Mais d’abord un petit mot du Kosovo, où l’actualité est assez tendue ces derniers temps: le Président du pays Hashim Thaçi et son homologue serbe Aleksandar Vučić seraient en négociations pour organiser un échange de territoires. L’idée, longtemps restée taboue, serait pour la Serbie de céder des territoires du Sud, peuplés d’Albanais, en échange d’une rétrocession de territoires peuplés de Serbes au Nord du Kosovo. Ce projet consacrerait un peu plus le principe d’États ethniques, transformant les lignes au gré des compositions démographiques plutôt que d’inclure les minorités présentes dans ces deux pays (il est à noter que de nombreux Serbes vivent encore dans l’Est et le Sud du Kosovo, et leur avenir serait très incertain en cas d’échanges de territoires, impliquant de potentiels exodes forcés). Si les soutiens du plan de modifications des frontières arguent que c’est la seule solution pour régulariser les relations entre Pristina et Belgrade, voire consacrer l’indépendance du Kosovo (toujours non-reconnue par la Serbie et son allié russe possédant le droit de véto à l’ONU), beaucoup d’experts avancent aussi le risque d’un ravivement des conflits au sein du pays, mais aussi à l’extérieur, ouvrant la porte à des revendications par les Serbes de Bosnie Herzégovine, ou par les Albanais de Macédoine par exemple. Un projet très risqué donc, critiqué par beaucoup de citoyens des deux pays, pour différentes raisons. La question se pose tout particulièrement dans la ville de Mitrovica, divisée en son sein entre les deux communautés, et ville où je viens de m’installer tout récemment. Plus à venir donc!

Aujourd’hui, on ne va pas parler du tumulte à la Maison Blanche, où Donald Trump doit affronter une très mauvaise presse qui vient de l’intérieur même de son staff. Le 5 septembre le new York Times a publié une tribune anonyme, mais déclarant venir d’un haut responsable à la Maison Blanche, dénonçant l’insanité et le comportement dangereux du Président, assurant qu’une « résistance » clandestine s’est organisée au sein de l’équipe présidentielle pour limiter les dégâts. La critique acerbe apparaît au lendemain de la sortie d’un livre très agressif de Bob Woodward, qui soulevait en substance les mêmes problèmes et dangers. Donald Trump évoque un « lâche » et parle de trahison à propos de la tribune. L’ambiance au gouvernement est assez chaotique, et c’est un petit pas de plus vers un potentiel impeachment.
• • • •
CONSIGNES
1. D'après l'extrait, à quelle date le New York Times a-t-il publié la tribune anonyme ?
2. Veuillez recopier l'extrait en commençant à « Aujourd’hui, on ne » et en terminant à « un potentiel impeachment. ».
• • • •
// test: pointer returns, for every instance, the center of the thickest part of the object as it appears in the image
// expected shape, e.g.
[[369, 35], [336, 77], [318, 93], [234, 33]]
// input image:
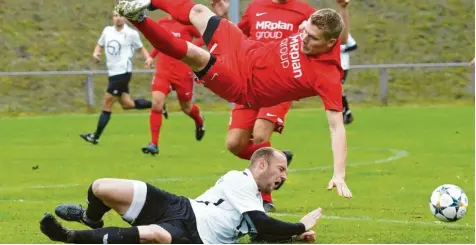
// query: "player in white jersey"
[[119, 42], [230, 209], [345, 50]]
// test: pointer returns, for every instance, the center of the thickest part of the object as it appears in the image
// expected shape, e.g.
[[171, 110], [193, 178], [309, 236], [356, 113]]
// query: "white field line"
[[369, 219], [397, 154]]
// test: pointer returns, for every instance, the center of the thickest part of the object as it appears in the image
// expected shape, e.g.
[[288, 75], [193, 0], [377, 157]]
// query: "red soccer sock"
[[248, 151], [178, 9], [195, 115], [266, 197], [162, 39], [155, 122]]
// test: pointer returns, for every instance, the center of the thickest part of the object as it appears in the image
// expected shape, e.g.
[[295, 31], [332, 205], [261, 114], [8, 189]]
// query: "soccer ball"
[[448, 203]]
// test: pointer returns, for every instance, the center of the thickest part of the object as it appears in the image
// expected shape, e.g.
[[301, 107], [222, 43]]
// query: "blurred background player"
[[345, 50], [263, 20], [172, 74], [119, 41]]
• • • •
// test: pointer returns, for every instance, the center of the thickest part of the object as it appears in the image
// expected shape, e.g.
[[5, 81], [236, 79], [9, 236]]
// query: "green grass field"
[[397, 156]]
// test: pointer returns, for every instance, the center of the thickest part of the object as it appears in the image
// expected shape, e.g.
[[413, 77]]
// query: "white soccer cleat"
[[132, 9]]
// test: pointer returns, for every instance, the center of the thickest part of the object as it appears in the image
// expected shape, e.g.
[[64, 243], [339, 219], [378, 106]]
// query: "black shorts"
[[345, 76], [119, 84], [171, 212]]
• • • •
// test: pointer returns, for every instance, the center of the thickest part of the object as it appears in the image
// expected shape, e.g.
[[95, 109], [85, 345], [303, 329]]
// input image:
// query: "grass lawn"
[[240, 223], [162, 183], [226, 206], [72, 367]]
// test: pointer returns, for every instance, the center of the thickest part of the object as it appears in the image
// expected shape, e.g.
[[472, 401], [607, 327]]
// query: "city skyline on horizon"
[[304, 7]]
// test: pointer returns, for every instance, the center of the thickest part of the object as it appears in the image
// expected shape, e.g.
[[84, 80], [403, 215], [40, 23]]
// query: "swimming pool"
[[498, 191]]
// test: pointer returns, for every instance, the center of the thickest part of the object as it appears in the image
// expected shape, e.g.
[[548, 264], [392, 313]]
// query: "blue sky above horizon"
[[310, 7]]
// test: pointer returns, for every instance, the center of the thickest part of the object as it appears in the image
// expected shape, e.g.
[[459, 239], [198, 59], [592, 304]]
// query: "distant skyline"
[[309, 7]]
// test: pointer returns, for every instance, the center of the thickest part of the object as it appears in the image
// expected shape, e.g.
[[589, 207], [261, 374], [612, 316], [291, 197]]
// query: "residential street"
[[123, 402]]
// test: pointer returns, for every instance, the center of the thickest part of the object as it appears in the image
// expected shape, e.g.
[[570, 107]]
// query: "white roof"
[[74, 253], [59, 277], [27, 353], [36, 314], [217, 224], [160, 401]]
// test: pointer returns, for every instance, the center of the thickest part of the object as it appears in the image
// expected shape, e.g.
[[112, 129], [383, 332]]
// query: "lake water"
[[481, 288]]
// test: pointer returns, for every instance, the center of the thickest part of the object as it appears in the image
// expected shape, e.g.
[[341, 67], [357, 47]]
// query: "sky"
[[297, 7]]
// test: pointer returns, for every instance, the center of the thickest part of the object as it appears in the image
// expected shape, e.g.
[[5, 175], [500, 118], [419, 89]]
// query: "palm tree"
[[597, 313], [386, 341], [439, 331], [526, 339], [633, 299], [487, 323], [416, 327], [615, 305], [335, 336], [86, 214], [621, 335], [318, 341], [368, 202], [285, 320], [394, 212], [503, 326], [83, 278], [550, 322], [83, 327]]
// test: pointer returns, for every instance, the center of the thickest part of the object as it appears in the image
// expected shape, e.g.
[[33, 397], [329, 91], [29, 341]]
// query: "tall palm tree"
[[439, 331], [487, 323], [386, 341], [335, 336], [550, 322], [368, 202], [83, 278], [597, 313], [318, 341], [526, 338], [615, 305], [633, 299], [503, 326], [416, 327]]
• • • •
RÉPONSES FOURNIES
1. Le 5 septembre.

2.
Aujourd’hui, on ne va pas parler du tumulte à la Maison Blanche, où Donald Trump doit affronter une très mauvaise presse qui vient de l’intérieur même de son staff. Le 5 septembre le new York Times a publié une tribune anonyme, mais déclarant venir d’un haut responsable à la Maison Blanche, dénonçant l’insanité et le comportement dangereux du Président, assurant qu’une « résistance » clandestine s’est organisée au sein de l’équipe présidentielle pour limiter les dégâts. La critique acerbe apparaît au lendemain de la sortie d’un livre très agressif de Bob Woodward, qui soulevait en substance les mêmes problèmes et dangers. Donald Trump évoque un « lâche » et parle de trahison à propos de la tribune. L’ambiance au gouvernement est assez chaotique, et c’est un petit pas de plus vers un potentiel impeachment.